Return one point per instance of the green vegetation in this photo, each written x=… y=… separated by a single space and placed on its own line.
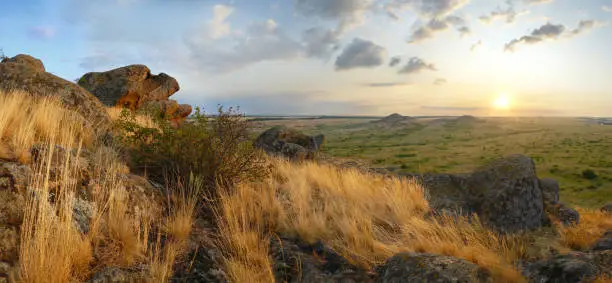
x=217 y=150
x=573 y=151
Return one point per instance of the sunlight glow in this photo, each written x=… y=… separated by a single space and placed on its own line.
x=503 y=101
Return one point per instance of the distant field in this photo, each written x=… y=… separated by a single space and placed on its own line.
x=563 y=148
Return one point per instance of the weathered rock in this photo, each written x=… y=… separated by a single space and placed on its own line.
x=566 y=215
x=130 y=86
x=607 y=208
x=26 y=61
x=27 y=74
x=118 y=275
x=82 y=212
x=295 y=261
x=445 y=192
x=506 y=194
x=289 y=143
x=419 y=267
x=9 y=243
x=605 y=243
x=170 y=110
x=13 y=176
x=550 y=190
x=5 y=269
x=573 y=267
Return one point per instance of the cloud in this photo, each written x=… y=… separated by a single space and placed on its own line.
x=426 y=8
x=416 y=65
x=531 y=2
x=509 y=14
x=395 y=61
x=218 y=27
x=437 y=25
x=584 y=26
x=361 y=53
x=349 y=13
x=475 y=45
x=547 y=31
x=42 y=32
x=386 y=84
x=320 y=42
x=440 y=81
x=550 y=32
x=463 y=31
x=261 y=41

· · · ·

## Prompt
Where pictures appear in the records, leave them out; output everything else exactly.

## Written response
Return one point per instance of the green vegetation in this photo, each written x=… y=… separated by a single space and placed on its own line.
x=217 y=150
x=573 y=151
Return one point per instance of the sunlight glow in this photo, each written x=… y=… separated by a single space and placed on its own line.
x=503 y=101
Return one point per instance of the distant field in this photo, each written x=… y=… separated by a single space and placed on its own line.
x=563 y=148
Return one point per instance of the weathered rock in this photo, each written x=… y=… separated by a single space and placed on its own line.
x=566 y=215
x=130 y=86
x=607 y=208
x=26 y=61
x=27 y=74
x=118 y=275
x=82 y=212
x=295 y=261
x=445 y=192
x=506 y=194
x=289 y=143
x=419 y=267
x=9 y=243
x=605 y=243
x=170 y=110
x=13 y=176
x=550 y=190
x=5 y=269
x=573 y=267
Return one point per instance of the cloud in this photo, each written x=… y=… separated by a single space and placed on its own line.
x=426 y=8
x=416 y=65
x=531 y=2
x=509 y=14
x=395 y=61
x=218 y=27
x=437 y=25
x=584 y=26
x=361 y=53
x=349 y=13
x=475 y=45
x=547 y=31
x=42 y=32
x=386 y=84
x=320 y=42
x=440 y=81
x=550 y=32
x=463 y=31
x=261 y=41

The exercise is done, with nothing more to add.